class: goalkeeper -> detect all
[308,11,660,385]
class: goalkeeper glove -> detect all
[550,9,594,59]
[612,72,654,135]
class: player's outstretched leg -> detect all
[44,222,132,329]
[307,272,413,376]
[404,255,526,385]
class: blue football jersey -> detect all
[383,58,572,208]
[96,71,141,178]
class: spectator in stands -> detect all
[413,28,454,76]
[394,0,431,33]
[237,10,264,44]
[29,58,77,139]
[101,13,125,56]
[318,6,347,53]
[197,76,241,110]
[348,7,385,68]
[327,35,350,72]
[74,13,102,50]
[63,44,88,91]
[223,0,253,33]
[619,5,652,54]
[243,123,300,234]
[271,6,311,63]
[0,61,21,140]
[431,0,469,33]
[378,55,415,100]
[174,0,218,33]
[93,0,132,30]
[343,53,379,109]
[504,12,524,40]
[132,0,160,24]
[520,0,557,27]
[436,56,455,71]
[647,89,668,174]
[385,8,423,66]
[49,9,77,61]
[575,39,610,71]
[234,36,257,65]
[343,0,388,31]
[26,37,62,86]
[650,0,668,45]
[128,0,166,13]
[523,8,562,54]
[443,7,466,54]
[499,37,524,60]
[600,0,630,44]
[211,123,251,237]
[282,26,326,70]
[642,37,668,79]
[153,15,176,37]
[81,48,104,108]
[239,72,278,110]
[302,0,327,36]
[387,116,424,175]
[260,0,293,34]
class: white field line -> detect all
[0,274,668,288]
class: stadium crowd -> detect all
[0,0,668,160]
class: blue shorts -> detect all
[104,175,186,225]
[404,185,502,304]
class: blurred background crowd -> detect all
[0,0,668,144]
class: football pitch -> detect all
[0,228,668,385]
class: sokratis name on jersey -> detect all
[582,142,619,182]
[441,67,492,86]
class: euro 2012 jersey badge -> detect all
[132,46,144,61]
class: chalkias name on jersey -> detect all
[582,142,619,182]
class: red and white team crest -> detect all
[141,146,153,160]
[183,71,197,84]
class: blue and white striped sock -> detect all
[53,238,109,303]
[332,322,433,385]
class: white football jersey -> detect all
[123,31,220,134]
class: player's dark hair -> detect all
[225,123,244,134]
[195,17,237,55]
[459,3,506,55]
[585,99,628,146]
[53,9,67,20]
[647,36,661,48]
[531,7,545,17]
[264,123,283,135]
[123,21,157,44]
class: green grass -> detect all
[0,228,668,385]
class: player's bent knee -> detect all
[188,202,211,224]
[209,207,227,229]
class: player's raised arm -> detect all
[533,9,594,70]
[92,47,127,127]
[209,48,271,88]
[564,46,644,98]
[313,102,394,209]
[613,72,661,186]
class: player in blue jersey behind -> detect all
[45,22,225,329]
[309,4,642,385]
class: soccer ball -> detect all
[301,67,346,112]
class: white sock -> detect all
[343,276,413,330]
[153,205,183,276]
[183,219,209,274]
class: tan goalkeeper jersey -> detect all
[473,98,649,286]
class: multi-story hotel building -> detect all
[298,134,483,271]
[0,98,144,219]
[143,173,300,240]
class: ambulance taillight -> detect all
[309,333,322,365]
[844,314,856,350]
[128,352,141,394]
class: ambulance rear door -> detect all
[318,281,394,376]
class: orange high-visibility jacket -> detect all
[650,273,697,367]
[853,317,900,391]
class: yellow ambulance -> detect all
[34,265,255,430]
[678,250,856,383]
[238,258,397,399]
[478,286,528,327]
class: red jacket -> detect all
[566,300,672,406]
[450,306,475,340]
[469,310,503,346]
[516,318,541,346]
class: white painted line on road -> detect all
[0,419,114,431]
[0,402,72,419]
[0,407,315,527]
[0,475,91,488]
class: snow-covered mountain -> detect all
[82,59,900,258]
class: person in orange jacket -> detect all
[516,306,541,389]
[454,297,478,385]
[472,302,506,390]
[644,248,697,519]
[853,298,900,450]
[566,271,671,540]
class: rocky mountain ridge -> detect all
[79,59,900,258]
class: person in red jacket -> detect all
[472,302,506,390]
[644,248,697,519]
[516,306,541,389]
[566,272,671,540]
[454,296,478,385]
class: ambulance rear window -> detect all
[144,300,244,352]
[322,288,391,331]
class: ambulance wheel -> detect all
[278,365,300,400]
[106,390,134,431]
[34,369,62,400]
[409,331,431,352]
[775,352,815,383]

▶ [To be done]:
Please turn all of the data above into a numbered list, one line per entry, leaving out any blank lines.

▶ [Task answer]:
1. class: goalkeeper -> detect all
2. [308,11,660,385]
3. class: goalkeeper glove -> detect all
4. [550,9,594,59]
5. [612,72,654,135]
6. class: player's outstretched leg -> detect all
7. [44,222,132,329]
8. [307,272,413,376]
9. [404,255,526,385]
10. class: blue football jersey -> detect all
11. [383,58,572,208]
12. [96,71,141,178]
13. class: spectator in stands -> detect all
14. [413,28,454,76]
15. [394,0,431,33]
16. [237,10,264,44]
17. [29,58,77,139]
18. [101,13,125,56]
19. [318,6,347,53]
20. [197,76,241,110]
21. [348,7,385,68]
22. [327,35,350,72]
23. [74,13,102,50]
24. [63,44,88,91]
25. [223,0,253,33]
26. [619,5,652,54]
27. [243,123,300,234]
28. [271,6,311,63]
29. [0,61,21,140]
30. [431,0,469,33]
31. [378,55,415,100]
32. [174,0,218,33]
33. [93,0,132,30]
34. [343,53,379,109]
35. [504,12,524,40]
36. [132,0,160,24]
37. [520,0,557,27]
38. [436,56,455,71]
39. [647,89,668,174]
40. [385,8,423,66]
41. [49,9,77,61]
42. [575,39,610,71]
43. [234,36,257,65]
44. [343,0,388,31]
45. [26,37,62,86]
46. [650,0,668,45]
47. [128,0,166,13]
48. [523,8,562,54]
49. [443,7,466,54]
50. [499,37,524,60]
51. [600,0,630,44]
52. [211,123,251,237]
53. [282,26,326,70]
54. [642,37,668,79]
55. [153,15,176,37]
56. [81,48,104,108]
57. [239,72,278,110]
58. [302,0,327,36]
59. [387,116,424,175]
60. [260,0,293,34]
61. class: white field line -> detect all
62. [0,274,668,288]
63. class: stadium crowd -> detect all
64. [0,0,668,160]
65. class: blue shorts -> detect all
66. [104,175,186,225]
67. [404,185,502,304]
68. class: blurred background crowd -> detect all
69. [0,0,668,144]
70. class: football pitch -> detect all
71. [0,228,668,385]
72. class: sokratis name on jersey -> detect all
73. [582,142,619,182]
74. [441,67,492,86]
75. class: euro 2012 jersey badge -> detect all
76. [132,46,144,61]
77. class: chalkias name on jersey -> detect all
78. [582,142,619,182]
79. class: red and white team crest -> detect all
80. [141,146,153,160]
81. [183,71,197,84]
82. class: blue and white striped sock -> detect all
83. [53,238,109,303]
84. [332,322,433,385]
85. class: white football jersey -> detect all
86. [123,31,220,134]
87. class: player's dark hair -> detect all
88. [225,123,244,134]
89. [195,17,237,55]
90. [459,3,506,55]
91. [585,99,628,146]
92. [53,9,67,20]
93. [647,36,661,48]
94. [531,7,545,17]
95. [264,123,283,135]
96. [123,21,157,44]
97. class: green grass -> detect all
98. [0,228,668,385]
99. class: player's bent knee -> detect all
100. [188,202,211,224]
101. [209,207,227,229]
102. class: player's raised arm -> detect all
103. [533,9,594,70]
104. [92,47,127,127]
105. [209,48,271,88]
106. [564,46,644,98]
107. [313,102,394,209]
108. [613,72,661,186]
109. class: player in blue jersey behind -> detect all
110. [45,22,225,329]
111. [309,4,642,385]
112. class: soccer ball -> detect all
113. [301,67,346,112]
114. class: white sock -> detect all
115. [343,276,413,330]
116. [153,205,183,276]
117. [183,219,209,274]
118. class: tan goalkeeper jersey -> detect all
119. [473,98,649,286]
120. class: multi-story hotel building -> detect all
121. [298,134,483,271]
122. [0,98,144,219]
123. [143,173,300,240]
124. class: ambulance taillight -> detect all
125. [309,333,322,365]
126. [844,314,856,350]
127. [128,352,141,394]
128. class: ambulance rear door -> detect all
129. [318,281,394,376]
130. class: orange high-visibility jacket -> detect all
131. [650,273,697,367]
132. [853,317,900,391]
133. class: yellow ambulance -> detect all
134. [34,265,255,430]
135. [678,250,856,383]
136. [238,258,397,399]
137. [478,286,528,327]
138. class: red jacket -> detect all
139. [566,300,672,406]
140. [450,306,475,340]
141. [469,310,503,346]
142. [516,318,541,346]
143. class: white painted line on road -> detect all
144. [0,419,114,431]
145. [0,402,72,419]
146. [0,407,315,527]
147. [0,475,91,488]
148. class: snow-covered mountain -> detect all
149. [82,59,900,258]
150. class: person in orange jacket -> detect all
151. [516,306,541,389]
152. [454,297,478,385]
153. [472,302,506,390]
154. [644,248,697,519]
155. [853,298,900,450]
156. [566,271,671,540]
157. class: rocky mountain ridge -> detect all
158. [79,59,900,258]
159. class: person in red jacket -> detect all
160. [472,302,506,390]
161. [644,248,697,519]
162. [516,306,541,389]
163. [566,272,671,540]
164. [454,296,478,385]
165. class: ambulance rear window -> detect all
166. [144,300,244,352]
167. [322,288,391,331]
168. class: ambulance wheel -> detect all
169. [278,365,300,400]
170. [106,390,134,431]
171. [34,369,62,400]
172. [409,331,431,352]
173. [775,352,815,383]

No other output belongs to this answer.